Фрагмент текста:
Не только образ Лоханкина, но и вообще изображение «Вороньей слободки» ставилось в упрек Ильфу и Петрову. «Над «Вороньей слободкой» смеяться грех…» — писала Н. Я. Мандельштам. Но если это грех, то повинны в нем были не одни Ильф и Петров, но и Зощенко, которого О. Мандельштам считал честнейшим русским писателем, и Булгаков, и многие другие.

Недавно в нашей коммунальной квартире драка произошла. И не то, что драка, а целый бой. На углу Глазовой и Боровой…

Главная причина — народ уж очень нервный. Расстраивается мелкими пустяками. Горячится. И через это дерется грубо, как в тумане… Вот в это время кто-то ударяет инвалида кастрюлькой по его лысине. Инвалид — брык на пол и лежит. Скучает.

Тут кто-то за милицией кинулся…[81]

Это — «Нервные люди» Зощенко. И на ту же тему— «На живца», «Баня», «Аристократка» и едва ли не все его ранние рассказы.

Задания к упражнению:
1 – Перепечатайте из фрагмента о «Вороньей слободке» участок от слов «Недавно в нашей» до слов «и лежит. Скучает.» включительно.
2 – Определите, соответствуют ли фрагменту о «Вороньей слободке» следующие утверждения, и подтвердите каждый ответ («да» или «нет») точной цитатой из него: (а) Н. Я. Мандельштам писала, что над «Вороньей слободкой» смеяться грех; (б) О. Мандельштам считал Зощенко честнейшим русским писателем; (в) в приведенном рассказе инвалида ударяют сковородкой.

Представленный материал:
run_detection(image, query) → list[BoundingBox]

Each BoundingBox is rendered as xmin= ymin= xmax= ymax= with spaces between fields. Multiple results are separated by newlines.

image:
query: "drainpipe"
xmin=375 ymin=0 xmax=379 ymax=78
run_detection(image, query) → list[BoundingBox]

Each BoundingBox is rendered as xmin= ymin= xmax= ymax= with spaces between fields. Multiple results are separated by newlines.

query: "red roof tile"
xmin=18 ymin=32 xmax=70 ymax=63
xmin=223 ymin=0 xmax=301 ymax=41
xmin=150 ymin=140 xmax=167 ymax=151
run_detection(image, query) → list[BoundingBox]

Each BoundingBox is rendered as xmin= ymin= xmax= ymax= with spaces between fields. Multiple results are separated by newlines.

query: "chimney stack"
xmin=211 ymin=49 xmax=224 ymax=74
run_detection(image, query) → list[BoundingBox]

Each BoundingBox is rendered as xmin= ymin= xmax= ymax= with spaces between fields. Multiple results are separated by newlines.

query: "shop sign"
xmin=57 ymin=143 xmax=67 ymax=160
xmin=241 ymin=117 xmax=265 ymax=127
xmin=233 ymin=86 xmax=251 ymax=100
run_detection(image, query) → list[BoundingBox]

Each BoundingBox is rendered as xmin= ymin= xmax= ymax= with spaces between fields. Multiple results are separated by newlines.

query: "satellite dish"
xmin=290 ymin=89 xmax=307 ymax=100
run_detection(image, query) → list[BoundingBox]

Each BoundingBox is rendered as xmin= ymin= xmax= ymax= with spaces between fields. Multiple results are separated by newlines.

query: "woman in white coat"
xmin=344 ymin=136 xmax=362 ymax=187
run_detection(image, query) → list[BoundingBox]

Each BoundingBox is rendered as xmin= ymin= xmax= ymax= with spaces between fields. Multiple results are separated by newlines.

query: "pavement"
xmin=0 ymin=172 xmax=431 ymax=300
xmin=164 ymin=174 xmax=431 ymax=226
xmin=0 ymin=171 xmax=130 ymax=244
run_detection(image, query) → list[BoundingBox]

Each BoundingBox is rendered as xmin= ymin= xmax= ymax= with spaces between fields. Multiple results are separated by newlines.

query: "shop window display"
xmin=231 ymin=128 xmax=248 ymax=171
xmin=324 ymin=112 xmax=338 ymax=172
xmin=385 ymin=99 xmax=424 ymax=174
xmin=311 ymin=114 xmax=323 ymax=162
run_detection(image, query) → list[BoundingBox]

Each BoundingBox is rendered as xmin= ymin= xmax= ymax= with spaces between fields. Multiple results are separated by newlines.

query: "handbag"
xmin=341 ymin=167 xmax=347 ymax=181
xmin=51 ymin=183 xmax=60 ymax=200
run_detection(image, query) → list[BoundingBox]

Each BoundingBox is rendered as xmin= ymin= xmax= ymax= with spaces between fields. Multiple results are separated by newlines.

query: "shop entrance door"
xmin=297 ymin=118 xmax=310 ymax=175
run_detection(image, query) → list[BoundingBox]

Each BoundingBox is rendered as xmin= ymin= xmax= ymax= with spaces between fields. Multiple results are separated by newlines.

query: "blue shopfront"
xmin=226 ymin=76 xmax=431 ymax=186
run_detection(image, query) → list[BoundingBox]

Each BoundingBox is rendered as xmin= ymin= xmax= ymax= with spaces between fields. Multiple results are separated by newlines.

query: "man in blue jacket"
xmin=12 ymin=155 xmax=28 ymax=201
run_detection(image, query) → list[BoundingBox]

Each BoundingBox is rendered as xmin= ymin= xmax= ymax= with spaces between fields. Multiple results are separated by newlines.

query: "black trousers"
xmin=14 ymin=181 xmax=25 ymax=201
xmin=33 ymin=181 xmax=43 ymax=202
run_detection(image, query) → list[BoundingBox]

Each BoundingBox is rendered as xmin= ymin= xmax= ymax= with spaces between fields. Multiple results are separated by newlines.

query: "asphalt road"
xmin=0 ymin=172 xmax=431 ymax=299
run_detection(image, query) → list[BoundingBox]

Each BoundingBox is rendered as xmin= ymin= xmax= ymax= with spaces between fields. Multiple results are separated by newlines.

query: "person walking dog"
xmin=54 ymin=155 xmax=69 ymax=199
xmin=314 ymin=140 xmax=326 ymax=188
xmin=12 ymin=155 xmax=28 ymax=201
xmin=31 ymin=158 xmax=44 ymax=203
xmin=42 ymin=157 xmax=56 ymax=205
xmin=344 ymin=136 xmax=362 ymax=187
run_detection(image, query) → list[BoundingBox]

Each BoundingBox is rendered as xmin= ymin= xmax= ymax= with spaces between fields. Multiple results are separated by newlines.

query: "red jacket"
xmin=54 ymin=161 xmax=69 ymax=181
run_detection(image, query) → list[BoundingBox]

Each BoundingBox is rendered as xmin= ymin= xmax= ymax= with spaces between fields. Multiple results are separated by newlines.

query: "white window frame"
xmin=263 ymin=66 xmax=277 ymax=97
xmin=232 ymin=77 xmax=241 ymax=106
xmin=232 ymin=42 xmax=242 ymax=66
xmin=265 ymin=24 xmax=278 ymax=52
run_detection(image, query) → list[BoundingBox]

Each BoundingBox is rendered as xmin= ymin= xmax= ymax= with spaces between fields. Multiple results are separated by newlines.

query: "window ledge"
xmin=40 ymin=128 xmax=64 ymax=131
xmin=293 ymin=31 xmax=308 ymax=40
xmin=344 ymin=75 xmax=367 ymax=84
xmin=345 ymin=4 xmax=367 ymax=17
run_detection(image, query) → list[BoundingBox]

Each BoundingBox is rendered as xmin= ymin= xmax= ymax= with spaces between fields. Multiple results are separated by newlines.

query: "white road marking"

Ответы к заданиям:
1 –
Недавно в нашей коммунальной квартире драка произошла. И не то, что драка, а целый бой. На углу Глазовой и Боровой…

Главная причина — народ уж очень нервный. Расстраивается мелкими пустяками. Горячится. И через это дерется грубо, как в тумане… Вот в это время кто-то ударяет инвалида кастрюлькой по его лысине. Инвалид — брык на пол и лежит. Скучает.

2 –
(а) Да: «„Над „Вороньей слободкой“ смеяться грех…“ — писала Н. Я. Мандельштам».
(б) Да: «Зощенко, которого О. Мандельштам считал честнейшим русским писателем».
(в) Нет: «кто-то ударяет инвалида кастрюлькой по его лысине».